:: Exercise input
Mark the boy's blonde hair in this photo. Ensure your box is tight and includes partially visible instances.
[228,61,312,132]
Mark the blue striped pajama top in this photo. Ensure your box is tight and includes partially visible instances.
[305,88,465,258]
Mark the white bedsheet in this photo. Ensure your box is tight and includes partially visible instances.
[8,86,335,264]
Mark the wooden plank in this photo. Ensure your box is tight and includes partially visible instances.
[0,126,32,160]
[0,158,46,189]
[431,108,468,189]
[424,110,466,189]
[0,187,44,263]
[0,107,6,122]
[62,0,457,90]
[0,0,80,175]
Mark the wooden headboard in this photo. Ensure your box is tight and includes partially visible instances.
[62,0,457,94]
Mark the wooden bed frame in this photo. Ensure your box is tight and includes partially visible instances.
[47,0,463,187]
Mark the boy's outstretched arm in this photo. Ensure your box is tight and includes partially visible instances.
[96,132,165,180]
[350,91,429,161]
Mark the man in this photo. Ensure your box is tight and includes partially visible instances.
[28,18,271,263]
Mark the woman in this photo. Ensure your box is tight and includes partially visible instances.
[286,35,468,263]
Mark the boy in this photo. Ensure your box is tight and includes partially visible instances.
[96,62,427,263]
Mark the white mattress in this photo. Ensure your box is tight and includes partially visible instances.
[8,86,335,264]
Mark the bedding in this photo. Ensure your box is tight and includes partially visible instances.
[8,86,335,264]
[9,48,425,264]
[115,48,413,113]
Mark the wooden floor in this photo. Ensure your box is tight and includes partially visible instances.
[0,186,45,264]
::::
:: Exercise input
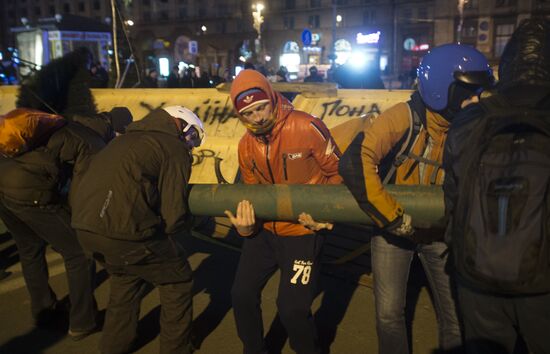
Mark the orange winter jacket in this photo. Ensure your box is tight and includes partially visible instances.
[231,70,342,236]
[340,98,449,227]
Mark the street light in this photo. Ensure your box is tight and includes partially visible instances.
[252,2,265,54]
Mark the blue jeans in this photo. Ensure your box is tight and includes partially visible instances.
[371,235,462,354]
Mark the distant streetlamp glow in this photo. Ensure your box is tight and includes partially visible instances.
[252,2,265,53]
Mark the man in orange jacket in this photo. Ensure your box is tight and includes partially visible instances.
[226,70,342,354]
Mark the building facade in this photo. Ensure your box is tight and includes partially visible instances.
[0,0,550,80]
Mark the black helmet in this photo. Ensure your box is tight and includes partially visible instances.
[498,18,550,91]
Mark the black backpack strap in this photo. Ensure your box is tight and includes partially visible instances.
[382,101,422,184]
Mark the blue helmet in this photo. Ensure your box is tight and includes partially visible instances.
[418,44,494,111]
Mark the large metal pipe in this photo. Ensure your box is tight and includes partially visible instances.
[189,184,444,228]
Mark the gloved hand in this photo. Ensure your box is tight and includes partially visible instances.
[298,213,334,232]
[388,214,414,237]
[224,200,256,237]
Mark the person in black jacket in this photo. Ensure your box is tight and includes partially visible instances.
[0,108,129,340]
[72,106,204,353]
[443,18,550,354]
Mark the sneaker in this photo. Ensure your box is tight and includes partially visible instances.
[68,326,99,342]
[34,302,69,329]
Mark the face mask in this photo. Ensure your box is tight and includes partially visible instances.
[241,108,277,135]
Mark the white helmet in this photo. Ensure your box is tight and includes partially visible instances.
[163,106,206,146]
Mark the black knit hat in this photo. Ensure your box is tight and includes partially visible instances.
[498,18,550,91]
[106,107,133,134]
::::
:: Exercise input
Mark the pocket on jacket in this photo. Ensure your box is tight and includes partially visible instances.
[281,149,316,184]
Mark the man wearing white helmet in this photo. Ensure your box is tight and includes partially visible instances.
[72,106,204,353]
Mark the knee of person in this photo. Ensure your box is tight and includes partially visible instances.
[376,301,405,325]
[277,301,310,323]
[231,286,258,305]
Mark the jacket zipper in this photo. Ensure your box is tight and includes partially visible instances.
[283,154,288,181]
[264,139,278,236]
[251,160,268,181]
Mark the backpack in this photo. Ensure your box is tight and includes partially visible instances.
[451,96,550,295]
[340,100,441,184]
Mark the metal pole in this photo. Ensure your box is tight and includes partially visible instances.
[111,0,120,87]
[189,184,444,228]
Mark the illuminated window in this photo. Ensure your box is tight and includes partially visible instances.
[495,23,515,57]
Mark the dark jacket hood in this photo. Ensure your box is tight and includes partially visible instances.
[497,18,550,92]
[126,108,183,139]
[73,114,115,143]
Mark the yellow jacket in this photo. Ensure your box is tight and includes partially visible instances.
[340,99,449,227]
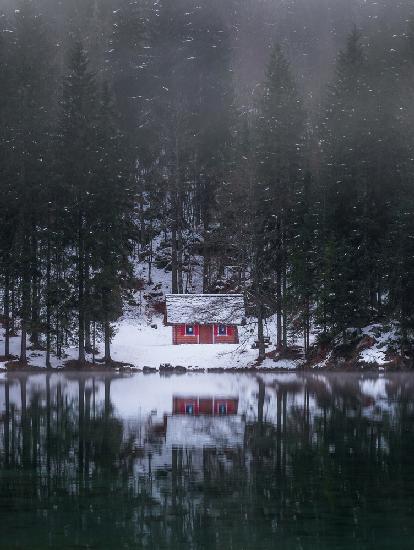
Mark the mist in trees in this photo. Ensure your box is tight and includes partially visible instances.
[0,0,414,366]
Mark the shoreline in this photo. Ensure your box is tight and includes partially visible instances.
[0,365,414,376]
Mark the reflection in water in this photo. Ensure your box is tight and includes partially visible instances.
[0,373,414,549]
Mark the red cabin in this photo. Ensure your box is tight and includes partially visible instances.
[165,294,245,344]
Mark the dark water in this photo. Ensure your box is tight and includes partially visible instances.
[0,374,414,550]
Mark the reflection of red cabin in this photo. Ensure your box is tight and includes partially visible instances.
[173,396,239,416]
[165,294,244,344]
::::
## Set problem
Recast the data above as a Markdown table with the columns Row and Line, starting at the line containing "Mark the wooden headboard" and ending at the line containing "[115,48,413,113]", leaving out blank lines.

## Response
| Row | Line |
|---|---|
| 1 | Mark the wooden headboard in this photo. Ensure your box is tight and includes partially visible instances. |
| 2 | [62,0,457,94] |
| 3 | Mark the wooden bed frame in this photo. Ensure your box is tight and includes partially visible instances. |
| 4 | [47,0,463,187] |
| 5 | Mark the boy's outstretched arm in this photo. Ensure your box is tight and includes partially visible instances. |
| 6 | [96,132,165,180] |
| 7 | [350,91,429,161] |
| 8 | Mark the man in this photo. Ensure your box is tight and includes partially visible instances. |
| 9 | [28,18,271,263] |
| 10 | Mark the woman in this photo. Ensure your box is tight and includes partially visible instances. |
| 11 | [286,35,468,263] |
| 12 | Mark the boy in this photo. Ensure your box is tight and includes partially visible instances. |
| 13 | [96,62,427,263] |
| 14 | Mark the white mattress in this photo. Ensure your box is tight and includes partially visible instances. |
| 15 | [8,86,335,264] |
| 16 | Mark the bedding in this photo. Ensure your box is tight and includes partially visible instances. |
| 17 | [8,86,335,264] |
| 18 | [9,48,425,264] |
| 19 | [115,48,413,113] |